__Verilen Metin__
----------
Bahattin ANIK'ı Yakınları, Yoldaşları Anlatıyor:

 

 

Yoldaşlarının anlatımı:

«Yiyeceği Paylaşırken En Az, Yükü Paylaşırken En Fazlasını»

 

Gerilla birliğine katıldığımda Bahattin yoldaş sempatik, cana yakın davranışları ve çalışkanlığıyla hemen dikkatimizi çekmişti. Daha ilk günden hepimizle kaynaşmış, bize acemilik çektirmemişti. O zamanlar Komutan Yardımcısı ve birliğin pratik eğitiminden sorumluydu.
----------
[Nokta Tabanlı Etiketleme Verileri]
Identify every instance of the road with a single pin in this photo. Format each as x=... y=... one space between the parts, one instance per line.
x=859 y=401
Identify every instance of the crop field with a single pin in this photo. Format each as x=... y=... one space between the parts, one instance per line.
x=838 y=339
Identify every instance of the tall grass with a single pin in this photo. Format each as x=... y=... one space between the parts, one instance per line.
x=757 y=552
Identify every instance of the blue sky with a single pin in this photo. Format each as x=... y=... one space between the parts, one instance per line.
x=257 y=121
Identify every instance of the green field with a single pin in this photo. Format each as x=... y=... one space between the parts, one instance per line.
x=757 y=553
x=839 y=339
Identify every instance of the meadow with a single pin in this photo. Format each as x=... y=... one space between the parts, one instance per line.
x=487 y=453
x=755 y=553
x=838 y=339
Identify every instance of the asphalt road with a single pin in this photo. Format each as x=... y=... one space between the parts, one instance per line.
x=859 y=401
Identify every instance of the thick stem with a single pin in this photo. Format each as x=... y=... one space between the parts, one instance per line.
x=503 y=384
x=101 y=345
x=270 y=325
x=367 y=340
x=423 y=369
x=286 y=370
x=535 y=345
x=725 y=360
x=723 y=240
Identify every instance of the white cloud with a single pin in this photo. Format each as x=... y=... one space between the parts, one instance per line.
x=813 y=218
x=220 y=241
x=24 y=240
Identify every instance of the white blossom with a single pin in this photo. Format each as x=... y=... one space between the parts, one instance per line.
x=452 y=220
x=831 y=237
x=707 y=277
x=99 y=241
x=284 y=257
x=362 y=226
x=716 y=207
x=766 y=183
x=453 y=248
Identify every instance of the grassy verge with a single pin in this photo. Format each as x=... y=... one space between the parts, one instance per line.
----------
__Yazılı Alıştırma 1__
Bahattin Anık hakkındaki metne göre aşağıdaki soruları yanıtla:
(a) Metnin başlığına göre Bahattin Anık'ı kimler anlatıyor?
(b) Anlatıcı gerilla birliğine katıldığında Bahattin yoldaş hangi görevlerde bulunuyordu?
(c) Bahattin yoldaş hangi özellikleriyle hemen dikkat çekmişti?
__Yazılı Alıştırma 2__
Sağlanan bilgilerde "Identify every instance of the white blossom" ifadesini içeren satırdan bu satırların sonuna kadar uzanan kısmı, iki uç dahil, birebir kopyala.

__Görev Yanıtı 1__
(a) Yakınları ve yoldaşları.
(b) Komutan Yardımcısıydı ve birliğin pratik eğitiminden sorumluydu.
(c) Sempatik, cana yakın davranışları ve çalışkanlığıyla.

__Görev Yanıtı 2__
Identify every instance of the white blossom with a single pin in this photo. Format each as x=... y=... one space between the parts, one instance per line.
x=452 y=220
x=831 y=237
x=707 y=277
x=99 y=241
x=284 y=257
x=362 y=226
x=716 y=207
x=766 y=183
x=453 y=248
Identify every instance of the grassy verge with a single pin in this photo. Format each as x=... y=... one space between the parts, one instance per line.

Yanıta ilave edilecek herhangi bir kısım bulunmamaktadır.